• _What is expected_
The whole of the material needs to be repeated exactly, line for line.
------------------------
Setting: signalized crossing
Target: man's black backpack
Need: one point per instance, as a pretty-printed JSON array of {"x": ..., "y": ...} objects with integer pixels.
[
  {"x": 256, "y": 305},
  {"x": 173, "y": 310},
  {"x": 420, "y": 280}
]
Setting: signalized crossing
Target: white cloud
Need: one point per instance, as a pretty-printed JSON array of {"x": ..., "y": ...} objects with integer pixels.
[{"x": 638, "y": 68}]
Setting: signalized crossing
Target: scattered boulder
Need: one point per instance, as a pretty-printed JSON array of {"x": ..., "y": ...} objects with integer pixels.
------------------------
• _Answer space_
Setting: signalized crossing
Target: man's black backpack
Need: one point per instance, as a pretty-printed JSON array of {"x": ..., "y": ...} objects with integer pixels.
[
  {"x": 256, "y": 305},
  {"x": 173, "y": 310},
  {"x": 420, "y": 280}
]
Setting: signalized crossing
Target: white cloud
Need: one point per instance, as a pretty-printed JSON array of {"x": ..., "y": ...} objects with integer pixels.
[{"x": 638, "y": 68}]
Setting: signalized crossing
Target: scattered boulder
Need: one point per instance, as a pretty-printed JSON array of {"x": ..., "y": ...} objects with integer pixels.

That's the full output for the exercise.